> [Set problem]: Your task is to copy the material exactly.

--- --- ---

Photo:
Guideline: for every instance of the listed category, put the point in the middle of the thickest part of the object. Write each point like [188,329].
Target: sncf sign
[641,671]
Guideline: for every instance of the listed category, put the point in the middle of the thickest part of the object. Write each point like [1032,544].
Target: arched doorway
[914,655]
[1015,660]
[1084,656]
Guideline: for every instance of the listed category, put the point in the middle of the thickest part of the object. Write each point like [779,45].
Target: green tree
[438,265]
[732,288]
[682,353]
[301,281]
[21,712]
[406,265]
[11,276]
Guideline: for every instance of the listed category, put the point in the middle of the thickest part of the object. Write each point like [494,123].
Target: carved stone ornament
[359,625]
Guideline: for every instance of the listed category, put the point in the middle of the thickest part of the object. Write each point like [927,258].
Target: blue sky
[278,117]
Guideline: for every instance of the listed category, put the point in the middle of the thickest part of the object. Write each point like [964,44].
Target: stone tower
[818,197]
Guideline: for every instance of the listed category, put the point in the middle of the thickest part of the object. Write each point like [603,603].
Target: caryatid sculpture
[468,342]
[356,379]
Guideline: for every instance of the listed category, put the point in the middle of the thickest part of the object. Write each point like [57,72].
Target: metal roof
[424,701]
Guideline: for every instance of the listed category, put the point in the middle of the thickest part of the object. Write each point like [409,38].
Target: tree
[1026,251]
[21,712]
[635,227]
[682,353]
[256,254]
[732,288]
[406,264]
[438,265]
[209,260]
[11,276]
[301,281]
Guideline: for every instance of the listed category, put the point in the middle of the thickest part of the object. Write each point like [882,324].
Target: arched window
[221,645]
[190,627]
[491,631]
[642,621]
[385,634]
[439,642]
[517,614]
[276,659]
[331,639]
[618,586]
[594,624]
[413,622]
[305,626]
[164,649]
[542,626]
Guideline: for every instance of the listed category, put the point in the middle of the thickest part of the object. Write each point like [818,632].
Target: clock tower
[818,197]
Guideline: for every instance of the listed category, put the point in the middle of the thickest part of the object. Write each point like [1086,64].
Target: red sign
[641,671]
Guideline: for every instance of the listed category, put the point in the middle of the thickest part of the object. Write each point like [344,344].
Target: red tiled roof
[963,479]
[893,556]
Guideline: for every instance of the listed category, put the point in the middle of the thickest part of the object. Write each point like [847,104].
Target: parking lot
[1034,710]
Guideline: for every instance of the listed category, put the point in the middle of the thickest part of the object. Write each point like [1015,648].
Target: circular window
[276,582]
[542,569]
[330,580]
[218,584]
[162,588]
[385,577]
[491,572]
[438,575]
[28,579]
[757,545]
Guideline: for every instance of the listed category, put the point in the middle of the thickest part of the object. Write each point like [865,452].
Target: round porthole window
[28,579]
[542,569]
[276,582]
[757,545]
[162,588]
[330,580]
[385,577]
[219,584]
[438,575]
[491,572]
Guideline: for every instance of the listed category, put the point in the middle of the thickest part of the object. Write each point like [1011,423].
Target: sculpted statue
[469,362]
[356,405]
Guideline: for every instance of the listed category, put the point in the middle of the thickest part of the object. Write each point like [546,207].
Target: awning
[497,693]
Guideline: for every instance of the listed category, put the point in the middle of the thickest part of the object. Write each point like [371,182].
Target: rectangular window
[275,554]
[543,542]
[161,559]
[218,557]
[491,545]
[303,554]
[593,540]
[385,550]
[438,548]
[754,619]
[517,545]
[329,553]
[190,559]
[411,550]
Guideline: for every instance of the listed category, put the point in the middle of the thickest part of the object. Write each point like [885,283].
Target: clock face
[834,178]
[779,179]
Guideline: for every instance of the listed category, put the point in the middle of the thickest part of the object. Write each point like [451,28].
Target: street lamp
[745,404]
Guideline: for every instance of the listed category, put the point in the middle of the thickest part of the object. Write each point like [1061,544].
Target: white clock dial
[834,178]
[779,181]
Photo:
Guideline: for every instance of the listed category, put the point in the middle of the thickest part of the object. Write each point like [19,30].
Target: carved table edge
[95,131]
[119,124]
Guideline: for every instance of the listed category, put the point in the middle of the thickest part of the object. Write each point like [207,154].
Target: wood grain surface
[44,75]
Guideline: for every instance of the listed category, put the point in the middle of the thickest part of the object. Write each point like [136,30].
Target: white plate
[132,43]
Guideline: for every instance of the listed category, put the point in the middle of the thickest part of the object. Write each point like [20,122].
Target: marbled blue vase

--- --- ---

> [Final result]:
Photo:
Guideline: for every instance of the listed category, put the point in the middle of the thickest part of the object. Write each point like [188,329].
Target: sncf sign
[641,671]
Guideline: for every instance of the listed category, put the point in the middle of the thickest part of the object. Write each point like [1032,544].
Target: arched doorway
[914,655]
[1015,660]
[1084,656]
Guideline: for every instance of the listed category, put the point in the middle of the thickest part of the object. Write each point like [779,45].
Target: green tree
[438,265]
[732,288]
[682,353]
[301,281]
[21,712]
[406,265]
[11,276]
Guideline: for every instance of the listed category, put the point in the middle of the thickest part of the object. Write each point like [494,123].
Target: carved stone ornament
[359,625]
Guideline: for every instance of the listed category, put the point in the middle of the thickest part of the object. Write each point like [927,258].
Target: blue sky
[278,117]
Guideline: for every instance of the listed category, put the point in the middle of the thickest part of the object. Write each point like [964,44].
Target: stone tower
[818,197]
Guideline: for every instance of the listed category, put the point in the middle of the thickest part of the object. Write each point like [603,603].
Target: caryatid sculpture
[468,342]
[356,379]
Guideline: for every instance of the listed category, put the point in the middle of the thickest part of the object. Write each point like [57,72].
Target: metal roof
[424,701]
Guideline: for every instance of the listed category, put the point in the middle of the thickest part of the object. Write each point like [409,38].
Target: tree
[1026,251]
[21,712]
[635,227]
[682,353]
[256,254]
[732,288]
[406,264]
[438,265]
[209,260]
[11,276]
[301,281]
Guideline: for every instance of the listed category, put the point in the middle of the thickest part of the object. Write each point like [882,324].
Target: arched window
[221,645]
[190,627]
[491,631]
[642,621]
[385,634]
[439,642]
[517,614]
[276,659]
[331,639]
[618,586]
[594,624]
[413,622]
[305,626]
[164,649]
[542,626]
Guideline: for every instance of the listed category, put the point in the middle of the thickest part of the object. Write each point like [818,632].
Target: clock tower
[818,197]
Guideline: for every instance of the listed category, put the point in the middle of the thickest part of the object. Write each point like [1086,64].
Target: red sign
[641,671]
Guideline: for every instance of the listed category, put the point in the middle of the thickest part of the object. Write each point like [344,344].
Target: red tiled roof
[963,479]
[893,556]
Guideline: for every instance of the listed category, put the point in the middle of the thickest part of the object. Write each point like [847,104].
Target: parking lot
[1034,710]
Guideline: for every instance of the listed category, put the point in the middle of the thickest part of the object. Write each point like [1015,648].
Target: circular window
[276,582]
[542,569]
[330,580]
[218,584]
[162,588]
[385,577]
[491,572]
[438,575]
[28,579]
[757,545]
Guideline: for every instance of the listed category, put the point in the middle of the thickest part of the object. Write each point like [865,452].
Target: round porthole window
[28,579]
[542,569]
[276,582]
[757,545]
[162,588]
[330,580]
[385,577]
[219,584]
[438,575]
[491,572]
Guideline: for every instance of the listed category, put the point in the middle of the thickest part of the object. Write each point like [1011,423].
Target: sculpted statue
[469,362]
[356,405]
Guideline: for every instance of the listed category, put the point in the middle of the thickest part of the object. Write each point like [546,207].
Target: awning
[497,693]
Guideline: for every instance of the listed category, put the point in the middle of the thickest part of the object. Write each point like [371,182].
Target: rectangular window
[275,554]
[543,542]
[161,559]
[218,557]
[491,545]
[303,554]
[593,540]
[385,550]
[438,548]
[754,619]
[517,545]
[329,553]
[190,559]
[411,550]
Guideline: for every instance of the listed category, put the point in the middle of the thickest part of the object. Write each point like [885,283].
Target: clock face
[834,178]
[779,179]
Guideline: for every instance of the listed category, put the point in the middle of the thickest part of the object. Write each point like [451,28].
Target: street lamp
[745,404]
Guideline: for every instance of the listed category, put the point in the middle of the thickest part of the object. Write each point like [1061,544].
Target: white clock dial
[834,178]
[779,181]
Photo:
Guideline: for every instance of the listed category, put the point in the middle of the thickest part of the object. Write each point like [19,30].
Target: carved table edge
[95,131]
[119,124]
Guideline: for every instance of the listed category, put the point in the middle of the thickest part of the object. Write each point like [207,154].
Target: wood grain surface
[44,75]
Guideline: for every instance of the listed category, put the point in the middle of the thickest part of the object. Write each point like [136,30].
Target: white plate
[132,43]
Guideline: for every instance of the listed category, put the point in the middle of the thickest part of the object. Write each point like [20,122].
Target: marbled blue vase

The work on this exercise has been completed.